> **What is being asked**
Your task is to write out the lines from the line containing "Labeling fields. Category: blue shoulder" through the last line of the material, exactly.

Dataset items:
..............................

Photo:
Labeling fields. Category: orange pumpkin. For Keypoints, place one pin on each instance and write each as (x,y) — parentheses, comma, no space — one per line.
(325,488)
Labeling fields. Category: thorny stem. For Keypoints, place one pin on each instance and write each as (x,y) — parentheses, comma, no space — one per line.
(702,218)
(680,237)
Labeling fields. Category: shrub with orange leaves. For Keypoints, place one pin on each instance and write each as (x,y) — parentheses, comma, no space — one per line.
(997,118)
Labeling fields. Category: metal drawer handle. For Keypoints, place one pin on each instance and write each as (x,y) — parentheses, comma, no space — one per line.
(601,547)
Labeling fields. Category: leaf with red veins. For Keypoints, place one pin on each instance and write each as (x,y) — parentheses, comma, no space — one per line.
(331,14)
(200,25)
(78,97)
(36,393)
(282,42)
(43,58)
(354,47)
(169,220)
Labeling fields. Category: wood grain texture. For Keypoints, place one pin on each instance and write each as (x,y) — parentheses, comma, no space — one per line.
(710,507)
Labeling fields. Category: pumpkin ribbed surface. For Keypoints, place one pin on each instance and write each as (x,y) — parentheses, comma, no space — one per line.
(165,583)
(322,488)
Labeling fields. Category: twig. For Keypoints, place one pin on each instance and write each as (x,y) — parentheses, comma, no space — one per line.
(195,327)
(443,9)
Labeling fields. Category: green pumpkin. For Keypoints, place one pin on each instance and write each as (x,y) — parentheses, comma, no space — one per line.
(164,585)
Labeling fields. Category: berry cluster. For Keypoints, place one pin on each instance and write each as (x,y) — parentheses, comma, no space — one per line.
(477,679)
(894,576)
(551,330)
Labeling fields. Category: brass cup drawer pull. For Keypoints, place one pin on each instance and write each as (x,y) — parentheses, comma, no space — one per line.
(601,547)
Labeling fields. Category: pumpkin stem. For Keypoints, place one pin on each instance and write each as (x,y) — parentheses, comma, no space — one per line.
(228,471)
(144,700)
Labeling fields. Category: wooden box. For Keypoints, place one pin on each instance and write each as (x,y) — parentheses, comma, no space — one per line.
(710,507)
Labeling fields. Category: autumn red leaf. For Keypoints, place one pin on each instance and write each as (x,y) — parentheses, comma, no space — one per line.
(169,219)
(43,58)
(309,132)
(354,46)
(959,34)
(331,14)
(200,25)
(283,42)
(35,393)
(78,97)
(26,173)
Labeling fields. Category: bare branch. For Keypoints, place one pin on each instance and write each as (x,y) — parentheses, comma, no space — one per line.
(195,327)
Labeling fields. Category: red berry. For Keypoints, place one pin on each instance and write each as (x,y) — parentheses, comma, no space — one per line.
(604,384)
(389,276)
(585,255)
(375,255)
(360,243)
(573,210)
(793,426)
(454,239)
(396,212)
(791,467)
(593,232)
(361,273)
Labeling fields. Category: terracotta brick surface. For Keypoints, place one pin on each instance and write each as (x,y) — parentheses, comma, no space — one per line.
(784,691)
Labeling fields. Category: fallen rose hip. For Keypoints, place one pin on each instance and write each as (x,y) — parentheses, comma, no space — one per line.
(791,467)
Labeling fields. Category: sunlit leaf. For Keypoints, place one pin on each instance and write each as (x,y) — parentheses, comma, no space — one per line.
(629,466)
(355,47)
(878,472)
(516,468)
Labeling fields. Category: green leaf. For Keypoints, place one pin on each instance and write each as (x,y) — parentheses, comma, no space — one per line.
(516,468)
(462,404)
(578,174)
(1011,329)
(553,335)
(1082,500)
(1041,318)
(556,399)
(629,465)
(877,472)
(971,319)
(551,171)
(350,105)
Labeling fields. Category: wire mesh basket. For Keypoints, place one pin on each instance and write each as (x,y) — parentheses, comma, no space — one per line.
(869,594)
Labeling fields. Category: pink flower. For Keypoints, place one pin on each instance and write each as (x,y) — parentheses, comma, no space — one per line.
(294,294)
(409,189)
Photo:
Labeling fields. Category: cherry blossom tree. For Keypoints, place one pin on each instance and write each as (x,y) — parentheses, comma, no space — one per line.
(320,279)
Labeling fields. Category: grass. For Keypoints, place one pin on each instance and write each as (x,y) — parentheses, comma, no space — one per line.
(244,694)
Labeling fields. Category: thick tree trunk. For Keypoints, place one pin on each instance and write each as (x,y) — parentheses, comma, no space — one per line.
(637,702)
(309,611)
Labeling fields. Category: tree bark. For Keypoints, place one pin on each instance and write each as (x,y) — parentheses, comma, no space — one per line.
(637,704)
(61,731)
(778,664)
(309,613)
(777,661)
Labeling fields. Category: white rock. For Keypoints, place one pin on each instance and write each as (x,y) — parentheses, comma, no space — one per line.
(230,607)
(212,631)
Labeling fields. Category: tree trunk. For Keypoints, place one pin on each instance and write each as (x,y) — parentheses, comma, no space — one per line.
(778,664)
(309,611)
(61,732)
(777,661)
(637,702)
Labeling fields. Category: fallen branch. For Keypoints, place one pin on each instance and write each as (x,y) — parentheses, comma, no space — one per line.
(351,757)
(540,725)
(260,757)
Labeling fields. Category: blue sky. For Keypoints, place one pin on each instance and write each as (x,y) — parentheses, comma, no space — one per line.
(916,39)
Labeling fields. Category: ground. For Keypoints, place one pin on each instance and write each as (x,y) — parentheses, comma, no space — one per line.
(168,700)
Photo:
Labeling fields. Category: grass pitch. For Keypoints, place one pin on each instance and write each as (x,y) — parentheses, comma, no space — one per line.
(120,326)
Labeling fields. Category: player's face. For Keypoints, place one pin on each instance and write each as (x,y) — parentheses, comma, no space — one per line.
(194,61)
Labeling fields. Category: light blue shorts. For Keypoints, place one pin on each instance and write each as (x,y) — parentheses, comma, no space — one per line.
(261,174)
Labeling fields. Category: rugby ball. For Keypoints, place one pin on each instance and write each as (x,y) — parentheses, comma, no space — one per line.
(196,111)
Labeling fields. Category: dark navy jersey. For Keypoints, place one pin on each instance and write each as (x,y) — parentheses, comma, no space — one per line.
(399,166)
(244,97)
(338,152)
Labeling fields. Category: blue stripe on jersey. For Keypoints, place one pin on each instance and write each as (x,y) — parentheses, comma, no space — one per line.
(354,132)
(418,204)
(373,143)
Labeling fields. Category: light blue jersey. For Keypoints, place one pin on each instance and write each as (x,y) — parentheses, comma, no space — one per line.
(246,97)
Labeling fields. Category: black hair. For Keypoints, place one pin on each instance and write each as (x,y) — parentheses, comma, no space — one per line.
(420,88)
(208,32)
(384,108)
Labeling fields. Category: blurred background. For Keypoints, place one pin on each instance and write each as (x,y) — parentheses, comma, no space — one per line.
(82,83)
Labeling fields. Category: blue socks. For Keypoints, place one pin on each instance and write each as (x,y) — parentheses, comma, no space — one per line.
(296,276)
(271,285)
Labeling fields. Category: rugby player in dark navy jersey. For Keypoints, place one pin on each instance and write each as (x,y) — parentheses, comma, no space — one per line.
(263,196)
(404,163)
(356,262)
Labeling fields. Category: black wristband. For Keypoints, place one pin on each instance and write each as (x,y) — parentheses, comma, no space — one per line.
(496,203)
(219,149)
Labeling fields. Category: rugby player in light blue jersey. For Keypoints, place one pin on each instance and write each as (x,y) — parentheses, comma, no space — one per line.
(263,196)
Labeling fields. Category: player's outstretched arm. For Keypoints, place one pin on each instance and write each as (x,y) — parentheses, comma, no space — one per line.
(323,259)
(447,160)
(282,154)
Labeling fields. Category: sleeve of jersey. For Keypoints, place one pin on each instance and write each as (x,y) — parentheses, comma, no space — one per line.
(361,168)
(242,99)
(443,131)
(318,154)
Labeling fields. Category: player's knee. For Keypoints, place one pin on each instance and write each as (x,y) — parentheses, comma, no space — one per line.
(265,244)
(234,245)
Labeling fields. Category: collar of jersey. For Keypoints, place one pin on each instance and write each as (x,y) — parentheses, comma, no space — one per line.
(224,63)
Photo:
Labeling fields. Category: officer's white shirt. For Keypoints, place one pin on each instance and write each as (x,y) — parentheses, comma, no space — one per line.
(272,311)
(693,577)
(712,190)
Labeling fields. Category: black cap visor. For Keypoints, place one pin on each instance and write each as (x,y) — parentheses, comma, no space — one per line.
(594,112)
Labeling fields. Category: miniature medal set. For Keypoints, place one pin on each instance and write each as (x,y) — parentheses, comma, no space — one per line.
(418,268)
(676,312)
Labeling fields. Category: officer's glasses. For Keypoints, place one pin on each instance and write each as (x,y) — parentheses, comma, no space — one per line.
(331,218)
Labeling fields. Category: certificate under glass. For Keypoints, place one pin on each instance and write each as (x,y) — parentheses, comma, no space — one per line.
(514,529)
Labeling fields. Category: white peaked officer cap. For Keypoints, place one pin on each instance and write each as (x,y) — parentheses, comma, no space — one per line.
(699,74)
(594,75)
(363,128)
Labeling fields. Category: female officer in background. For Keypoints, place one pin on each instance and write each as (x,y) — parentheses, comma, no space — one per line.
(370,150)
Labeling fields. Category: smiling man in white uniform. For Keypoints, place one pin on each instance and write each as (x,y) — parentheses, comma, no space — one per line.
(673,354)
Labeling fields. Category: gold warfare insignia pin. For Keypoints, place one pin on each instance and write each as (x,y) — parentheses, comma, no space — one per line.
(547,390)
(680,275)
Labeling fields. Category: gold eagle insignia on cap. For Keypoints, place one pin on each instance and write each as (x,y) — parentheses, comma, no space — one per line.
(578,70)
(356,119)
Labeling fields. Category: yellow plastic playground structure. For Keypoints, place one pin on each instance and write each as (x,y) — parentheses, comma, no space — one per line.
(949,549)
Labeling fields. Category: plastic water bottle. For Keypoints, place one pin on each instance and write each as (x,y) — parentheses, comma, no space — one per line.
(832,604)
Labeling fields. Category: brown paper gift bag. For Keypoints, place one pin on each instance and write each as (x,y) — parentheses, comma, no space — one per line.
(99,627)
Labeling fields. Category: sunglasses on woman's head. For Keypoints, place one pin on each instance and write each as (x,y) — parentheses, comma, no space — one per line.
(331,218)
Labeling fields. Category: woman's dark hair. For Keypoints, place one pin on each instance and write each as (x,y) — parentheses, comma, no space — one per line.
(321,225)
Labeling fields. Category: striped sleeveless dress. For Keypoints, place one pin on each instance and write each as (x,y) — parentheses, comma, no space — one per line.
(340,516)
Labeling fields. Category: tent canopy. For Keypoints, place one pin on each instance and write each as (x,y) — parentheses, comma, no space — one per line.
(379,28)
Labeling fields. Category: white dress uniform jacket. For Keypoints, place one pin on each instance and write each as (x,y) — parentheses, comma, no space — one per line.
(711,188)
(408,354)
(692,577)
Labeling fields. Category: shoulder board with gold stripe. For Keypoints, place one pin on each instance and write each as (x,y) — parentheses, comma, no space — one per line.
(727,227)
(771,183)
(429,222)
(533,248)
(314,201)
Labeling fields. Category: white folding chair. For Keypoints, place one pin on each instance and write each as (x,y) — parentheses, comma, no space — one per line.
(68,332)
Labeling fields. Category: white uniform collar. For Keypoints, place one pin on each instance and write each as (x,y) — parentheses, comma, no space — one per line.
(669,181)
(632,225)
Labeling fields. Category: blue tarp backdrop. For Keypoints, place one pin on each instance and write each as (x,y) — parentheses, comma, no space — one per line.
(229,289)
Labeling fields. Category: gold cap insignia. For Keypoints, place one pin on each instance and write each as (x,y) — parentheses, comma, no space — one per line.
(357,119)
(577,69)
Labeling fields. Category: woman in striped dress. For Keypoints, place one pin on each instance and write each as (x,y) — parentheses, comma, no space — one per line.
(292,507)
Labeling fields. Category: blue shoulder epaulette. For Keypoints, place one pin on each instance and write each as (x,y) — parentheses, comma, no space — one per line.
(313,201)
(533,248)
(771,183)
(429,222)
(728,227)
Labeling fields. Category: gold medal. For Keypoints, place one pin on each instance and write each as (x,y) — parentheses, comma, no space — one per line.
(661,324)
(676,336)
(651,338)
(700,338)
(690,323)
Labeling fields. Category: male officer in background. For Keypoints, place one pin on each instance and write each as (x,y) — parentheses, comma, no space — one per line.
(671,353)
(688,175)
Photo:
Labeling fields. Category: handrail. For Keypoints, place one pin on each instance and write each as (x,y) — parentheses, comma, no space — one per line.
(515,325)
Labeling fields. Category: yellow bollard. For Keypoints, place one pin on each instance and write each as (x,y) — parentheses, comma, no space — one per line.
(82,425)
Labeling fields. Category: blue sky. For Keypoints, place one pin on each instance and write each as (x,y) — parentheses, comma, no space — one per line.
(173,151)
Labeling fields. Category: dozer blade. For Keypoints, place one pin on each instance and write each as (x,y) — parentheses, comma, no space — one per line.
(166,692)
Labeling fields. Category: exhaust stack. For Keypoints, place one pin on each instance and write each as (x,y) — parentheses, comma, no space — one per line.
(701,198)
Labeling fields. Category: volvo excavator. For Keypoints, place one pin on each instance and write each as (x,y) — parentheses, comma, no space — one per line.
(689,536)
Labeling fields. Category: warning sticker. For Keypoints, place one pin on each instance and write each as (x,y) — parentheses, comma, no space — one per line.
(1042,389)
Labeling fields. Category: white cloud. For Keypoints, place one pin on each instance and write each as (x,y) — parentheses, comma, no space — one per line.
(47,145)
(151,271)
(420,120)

..............................

> **Answer to the problem**
Labeling fields. Category: blue shoulder epaulette. For Keypoints, place one pin on each instance and write each as (x,y) — parentheses, comma, no space — one per line.
(313,201)
(533,248)
(771,183)
(429,222)
(728,227)
Labeling fields. Category: gold medal. For Keypoints, place one pin on each instance and write each as (x,y) — parentheses, comma, no space — one per line.
(661,324)
(676,336)
(651,338)
(700,338)
(690,323)
Labeling fields. Category: male officer in background. For Keypoints, place one pin on each instance and write each as (x,y) — parentheses, comma, no space — one per line.
(671,353)
(688,175)
Photo:
Labeling fields. Category: handrail. For Keypoints, place one pin on each instance and write each as (x,y) — parentheses, comma, no space — one per line.
(515,325)
Labeling fields. Category: yellow bollard. For Keypoints, place one pin on each instance and write each as (x,y) — parentheses, comma, no space — one per line.
(82,425)
Labeling fields. Category: blue sky. For Keypoints, place one pin on each instance and write each as (x,y) — parentheses, comma, no space — one per line.
(173,151)
Labeling fields. Category: dozer blade. For Keypoints, place one pin on each instance and write each as (x,y) — parentheses, comma, no space — one per line.
(166,692)
Labeling fields. Category: exhaust stack. For Keypoints, place one pin on each instance and write each as (x,y) — parentheses, comma, no space — one per line.
(701,198)
Labeling fields. Category: volvo excavator. For Keypoints, place one pin on each instance and write each as (x,y) — parentheses, comma, no space — one per line.
(689,536)
Labeling fields. Category: warning sticker. For Keypoints, place one pin on each instance and write each as (x,y) — parentheses, comma, no space — one per line.
(1042,389)
Labeling fields. Category: white cloud. For Keypoints, place one pin on each instance and write each as (x,y) — parentheses, comma, no space — one per line.
(47,145)
(151,271)
(420,120)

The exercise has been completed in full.